▶ [WORK INSTRUCTION]
Continue the passage about generative AI and the video content industry, starting right after its last sentence.

▶ [EXERCISE PASSAGE]
##########
Generative AI is an artificial intelligence model that, when trained on massive datasets, can generate text, images, audio, and video by predicting the next word or pixel. The simplest input (called a prompt) to generative AI is a text description. Based on that text description, a generative pre-trained transformer (GPT) can write a paragraph, a text-to-image model such as Stable Diffusion can create a picture, MusicLM can create music, and Imagen Video can create a video. This technology will democratize all kinds of content creation. For video creation it could level the playing field more than smartphones and social video platforms have already done. It will also fundamentally change the video content industry.
Consider Netflix, TikTok, and YouTube — the stars in this domain. Although each is unique in terms of content type and business model, all three platforms operate by incentivizing creators to develop engaging content, matching the right content to the right consumer, identifying what content drives engagement. Each of these elements builds on each other to create a flywheel that has helped all three platforms gain viewers at high speed. But that flywheel is beginning to lose momentum. Generative AI will make their problems worse by creating a new video content creation value chain.
##########
(Records excerpted from a collection)
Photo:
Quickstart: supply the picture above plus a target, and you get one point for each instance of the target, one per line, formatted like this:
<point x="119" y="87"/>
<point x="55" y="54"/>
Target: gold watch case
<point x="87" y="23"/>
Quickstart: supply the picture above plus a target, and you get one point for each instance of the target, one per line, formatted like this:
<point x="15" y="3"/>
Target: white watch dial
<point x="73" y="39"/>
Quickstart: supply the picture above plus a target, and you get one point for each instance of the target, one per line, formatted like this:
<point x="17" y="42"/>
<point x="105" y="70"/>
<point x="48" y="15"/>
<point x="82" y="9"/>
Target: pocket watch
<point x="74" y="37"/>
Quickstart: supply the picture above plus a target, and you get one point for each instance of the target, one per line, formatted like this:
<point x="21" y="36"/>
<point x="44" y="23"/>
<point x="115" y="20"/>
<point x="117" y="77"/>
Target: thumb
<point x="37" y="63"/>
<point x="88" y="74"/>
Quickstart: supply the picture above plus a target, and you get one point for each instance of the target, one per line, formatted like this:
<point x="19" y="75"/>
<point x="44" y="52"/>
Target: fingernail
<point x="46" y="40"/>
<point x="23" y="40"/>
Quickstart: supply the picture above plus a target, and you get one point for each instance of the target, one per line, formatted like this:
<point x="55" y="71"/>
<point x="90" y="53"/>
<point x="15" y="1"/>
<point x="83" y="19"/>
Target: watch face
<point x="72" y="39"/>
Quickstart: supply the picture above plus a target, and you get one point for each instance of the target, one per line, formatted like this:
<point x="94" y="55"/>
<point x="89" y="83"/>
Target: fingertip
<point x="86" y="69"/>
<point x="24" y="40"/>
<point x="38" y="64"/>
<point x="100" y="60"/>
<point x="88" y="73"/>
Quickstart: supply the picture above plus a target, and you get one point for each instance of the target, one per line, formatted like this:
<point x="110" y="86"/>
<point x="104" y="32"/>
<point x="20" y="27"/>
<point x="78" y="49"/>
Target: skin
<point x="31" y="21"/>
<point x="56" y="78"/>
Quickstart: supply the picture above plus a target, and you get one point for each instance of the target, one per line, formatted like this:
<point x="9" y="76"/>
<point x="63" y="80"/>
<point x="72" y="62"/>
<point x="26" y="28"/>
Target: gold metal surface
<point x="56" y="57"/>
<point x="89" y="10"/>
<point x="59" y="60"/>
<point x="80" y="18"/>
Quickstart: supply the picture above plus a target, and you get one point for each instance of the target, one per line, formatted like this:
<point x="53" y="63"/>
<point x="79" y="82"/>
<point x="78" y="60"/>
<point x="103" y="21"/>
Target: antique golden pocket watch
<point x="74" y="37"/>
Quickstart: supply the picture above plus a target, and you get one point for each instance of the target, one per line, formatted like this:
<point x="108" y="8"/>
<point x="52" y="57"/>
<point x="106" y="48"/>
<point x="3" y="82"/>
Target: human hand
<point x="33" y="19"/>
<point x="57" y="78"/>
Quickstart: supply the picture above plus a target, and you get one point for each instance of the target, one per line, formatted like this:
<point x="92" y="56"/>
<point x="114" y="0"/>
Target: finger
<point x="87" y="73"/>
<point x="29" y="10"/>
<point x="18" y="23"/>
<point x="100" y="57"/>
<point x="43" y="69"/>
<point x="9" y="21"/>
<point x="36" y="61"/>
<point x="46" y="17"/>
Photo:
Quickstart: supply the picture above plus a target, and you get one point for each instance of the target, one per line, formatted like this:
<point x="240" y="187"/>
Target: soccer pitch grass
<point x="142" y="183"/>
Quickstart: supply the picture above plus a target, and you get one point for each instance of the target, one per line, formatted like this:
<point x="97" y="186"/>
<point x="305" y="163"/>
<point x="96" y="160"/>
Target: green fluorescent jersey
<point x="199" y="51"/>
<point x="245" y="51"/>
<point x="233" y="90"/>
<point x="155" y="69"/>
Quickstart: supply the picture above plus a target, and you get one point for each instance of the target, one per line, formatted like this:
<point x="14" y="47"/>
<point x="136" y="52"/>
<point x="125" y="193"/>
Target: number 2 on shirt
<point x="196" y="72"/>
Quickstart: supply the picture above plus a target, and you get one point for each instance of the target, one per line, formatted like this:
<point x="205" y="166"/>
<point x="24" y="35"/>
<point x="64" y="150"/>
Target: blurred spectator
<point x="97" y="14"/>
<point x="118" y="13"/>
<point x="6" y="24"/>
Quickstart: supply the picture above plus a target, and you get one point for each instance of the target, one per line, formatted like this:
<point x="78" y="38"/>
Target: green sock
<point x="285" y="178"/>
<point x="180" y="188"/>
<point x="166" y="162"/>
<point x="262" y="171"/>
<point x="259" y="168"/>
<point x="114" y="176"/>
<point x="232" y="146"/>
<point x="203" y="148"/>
##########
▶ [REPLY TO THE TASK]
Why Netflix, Tiktok, and YouTube are in trouble.
Netflix, TikTok, and YouTube have done well due to their ability to determine content relevance and engagement. They all have enormous amounts of data about who watches what and how. Despite their success, determining the “what” still presents two serious challenges:
Extracting useful, precise features. If a video is commissioned (as happens at Netflix), the categories it falls into are known: genre, cast, duration, etc. But those are broad and sometimes subjective labels, which makes it difficult for an algorithm to learn from them. Of course, many of the video’s features can be specified; the script, shot list, and other production features are known precisely. But attempts to use this data, however, lead to the other extreme: there can be too much information to describe just one video.